==== Excerpt provided
Abstract
The right of healthcare professionals to decline participation in specific procedures they believe to be immoral has been an unquestioned tenet of medicine for centuries. Since the shift in medical ethics in the past generation whereby patient autonomy has become the dominant principle, this right of conscience has been challenged. It has been most directly challenged by Opinion #385 issued by the American College of Obstetricians and Gynecologists (ACOG) in November 2007. This article reviews the pertinent history of medical ethics, focusing on the right of conscience, and the ethical issue of moral complicity. It then presents recent challenges to the right of conscience, including some specific recommendations from the ACOG proposal to limit that right, and goes on to articulate their flawed assumptions.
A (very) brief review of the history of contemporary medical ethics
Discussions of ethical matters in the practice of medicine date back to Hippocrates in the fifth century before Christ. However, the era of formal medical ethics began in the early 19th century[1] and became even more relevant to contemporary medicine as recently as the 1960’s. At that time, technological advances caused physicians to ask some “Can we…?” questions. Can we dialyze patients with kidney failure? Can we use ventilators to breathe for patients in respiratory failure? Can we transplant new hearts into dying patients? And the answers were most often “Yes, we can.”
Theologians, however, were prompted to ask instead the “Should we…?” questions. Should we dialyze this patient? Or, more on point, how do you justify not dialyzing this patient? Should we retrieve hearts from people at the moment of death? And there were similar questions about the application of several other technologies. Roman Catholic, Jewish, Protestant and Islamic theologians initiated the era of contemporary medical ethics in the mid-20th century. In their 1993 retrospective book, Lammers and Verhey focused on significant contributions of nine theologians who pioneered in the field.[2] Many people involved in the practice of medicine and public policy were eager to hear theological views on such questions. Others, however, felt “religion is a private matter” and should not be part of the public dialogue.
Several pivotal questions raised by the theological voice concerned matters of life and death, both at the beginning and ending of human life. These were prompted, of course, by the tenet of the Imago Dei articulated in all three of the monotheistic faith traditions, and were informed by theological beliefs about justice.
After more than a decade of public discussion, the newly developed “right of privacy” was sanctioned by the 1973 U.S. Supreme Court in the Roe v Wade decision which rendered null and void all state laws which prohibited abortion. Sadly, in my opinion, the theological voice was split in its response to this sea change.
========
(Instructions):
1. From the medical ethics article, rewrite the passage starting at "Several pivotal questions" and ending at "beliefs about justice.", replacing "Imago Dei" with "image of God".
2. According to the medical ethics article, which document most directly challenged the right of conscience?
==== Dataset extract
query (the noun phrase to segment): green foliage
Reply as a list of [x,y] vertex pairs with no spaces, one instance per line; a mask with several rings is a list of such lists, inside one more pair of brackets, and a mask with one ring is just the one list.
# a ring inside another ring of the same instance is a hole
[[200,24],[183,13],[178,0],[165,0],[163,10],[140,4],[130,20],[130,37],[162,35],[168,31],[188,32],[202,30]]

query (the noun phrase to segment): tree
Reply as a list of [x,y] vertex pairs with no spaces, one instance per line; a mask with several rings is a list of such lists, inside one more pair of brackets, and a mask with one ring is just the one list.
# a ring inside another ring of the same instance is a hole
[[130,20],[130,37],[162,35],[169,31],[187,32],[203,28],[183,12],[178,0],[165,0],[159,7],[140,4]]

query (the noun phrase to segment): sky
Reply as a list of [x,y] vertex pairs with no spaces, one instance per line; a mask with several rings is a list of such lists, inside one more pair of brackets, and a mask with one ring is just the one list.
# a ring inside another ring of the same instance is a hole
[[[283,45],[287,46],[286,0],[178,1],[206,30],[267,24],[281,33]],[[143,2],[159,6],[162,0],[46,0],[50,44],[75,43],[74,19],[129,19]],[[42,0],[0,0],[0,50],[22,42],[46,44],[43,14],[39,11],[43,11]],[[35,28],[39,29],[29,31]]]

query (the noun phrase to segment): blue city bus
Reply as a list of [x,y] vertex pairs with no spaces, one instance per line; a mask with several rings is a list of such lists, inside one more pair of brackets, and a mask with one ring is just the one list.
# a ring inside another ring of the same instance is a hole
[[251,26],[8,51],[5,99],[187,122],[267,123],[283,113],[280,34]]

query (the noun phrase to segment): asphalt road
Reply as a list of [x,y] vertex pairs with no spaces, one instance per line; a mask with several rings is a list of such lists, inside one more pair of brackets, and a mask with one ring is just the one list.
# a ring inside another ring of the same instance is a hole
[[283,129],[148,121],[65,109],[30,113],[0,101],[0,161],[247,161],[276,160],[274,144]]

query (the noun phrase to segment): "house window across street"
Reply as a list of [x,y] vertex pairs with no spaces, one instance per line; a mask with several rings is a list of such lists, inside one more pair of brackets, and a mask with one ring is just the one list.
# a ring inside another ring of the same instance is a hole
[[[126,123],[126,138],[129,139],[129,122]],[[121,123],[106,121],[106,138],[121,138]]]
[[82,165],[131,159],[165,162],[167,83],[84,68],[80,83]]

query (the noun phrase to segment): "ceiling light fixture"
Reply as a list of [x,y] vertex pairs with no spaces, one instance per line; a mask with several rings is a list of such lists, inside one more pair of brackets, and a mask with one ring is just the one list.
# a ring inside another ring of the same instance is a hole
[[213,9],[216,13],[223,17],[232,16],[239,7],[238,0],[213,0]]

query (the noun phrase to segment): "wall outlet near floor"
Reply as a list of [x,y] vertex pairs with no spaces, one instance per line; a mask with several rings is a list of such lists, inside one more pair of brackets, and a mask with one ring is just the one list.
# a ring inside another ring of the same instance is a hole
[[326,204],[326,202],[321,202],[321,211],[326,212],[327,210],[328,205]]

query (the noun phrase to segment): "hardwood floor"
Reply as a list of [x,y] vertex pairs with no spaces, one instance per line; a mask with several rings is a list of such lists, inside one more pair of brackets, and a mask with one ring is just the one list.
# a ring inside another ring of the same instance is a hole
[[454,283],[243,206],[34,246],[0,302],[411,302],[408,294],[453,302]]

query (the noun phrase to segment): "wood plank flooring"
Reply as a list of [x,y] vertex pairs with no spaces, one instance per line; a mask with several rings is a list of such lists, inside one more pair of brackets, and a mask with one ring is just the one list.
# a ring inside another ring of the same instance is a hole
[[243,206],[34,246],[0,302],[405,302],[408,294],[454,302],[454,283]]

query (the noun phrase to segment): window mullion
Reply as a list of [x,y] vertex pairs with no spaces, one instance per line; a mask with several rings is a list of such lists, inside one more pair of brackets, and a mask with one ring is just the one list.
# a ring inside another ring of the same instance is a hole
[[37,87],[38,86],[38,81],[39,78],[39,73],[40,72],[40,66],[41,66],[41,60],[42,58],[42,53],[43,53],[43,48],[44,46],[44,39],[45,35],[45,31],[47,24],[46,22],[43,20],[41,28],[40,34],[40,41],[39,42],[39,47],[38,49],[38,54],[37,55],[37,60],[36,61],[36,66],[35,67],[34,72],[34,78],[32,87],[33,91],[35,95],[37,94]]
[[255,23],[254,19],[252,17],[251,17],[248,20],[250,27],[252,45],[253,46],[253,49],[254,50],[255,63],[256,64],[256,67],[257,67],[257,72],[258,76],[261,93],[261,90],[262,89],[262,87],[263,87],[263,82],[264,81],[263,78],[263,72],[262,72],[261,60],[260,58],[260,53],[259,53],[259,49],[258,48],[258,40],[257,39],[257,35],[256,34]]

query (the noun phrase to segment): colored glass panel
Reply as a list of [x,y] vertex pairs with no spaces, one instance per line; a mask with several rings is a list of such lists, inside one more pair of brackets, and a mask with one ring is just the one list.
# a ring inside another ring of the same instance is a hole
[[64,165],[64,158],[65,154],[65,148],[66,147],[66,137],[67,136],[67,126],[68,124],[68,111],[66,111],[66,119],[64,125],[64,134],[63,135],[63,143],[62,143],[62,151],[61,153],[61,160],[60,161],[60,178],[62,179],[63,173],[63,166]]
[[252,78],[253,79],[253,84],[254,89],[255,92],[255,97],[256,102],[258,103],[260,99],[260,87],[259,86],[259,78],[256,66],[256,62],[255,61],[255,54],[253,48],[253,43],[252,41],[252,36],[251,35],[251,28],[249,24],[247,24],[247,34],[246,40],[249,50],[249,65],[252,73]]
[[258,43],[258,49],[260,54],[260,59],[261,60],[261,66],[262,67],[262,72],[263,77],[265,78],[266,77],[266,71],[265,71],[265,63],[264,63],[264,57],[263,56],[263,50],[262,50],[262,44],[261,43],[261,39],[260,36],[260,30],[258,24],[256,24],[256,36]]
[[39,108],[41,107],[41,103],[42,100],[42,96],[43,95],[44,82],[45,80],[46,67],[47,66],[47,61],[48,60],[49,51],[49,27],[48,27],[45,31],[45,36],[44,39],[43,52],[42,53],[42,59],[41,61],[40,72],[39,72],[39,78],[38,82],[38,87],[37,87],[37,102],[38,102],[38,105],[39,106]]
========
(Task answers):
1.
Several pivotal questions raised by the theological voice concerned matters of life and death, both at the beginning and ending of human life. These were prompted, of course, by the tenet of the image of God articulated in all three of the monotheistic faith traditions, and were informed by theological beliefs about justice.

2. Opinion #385, issued by the American College of Obstetricians and Gynecologists in November 2007.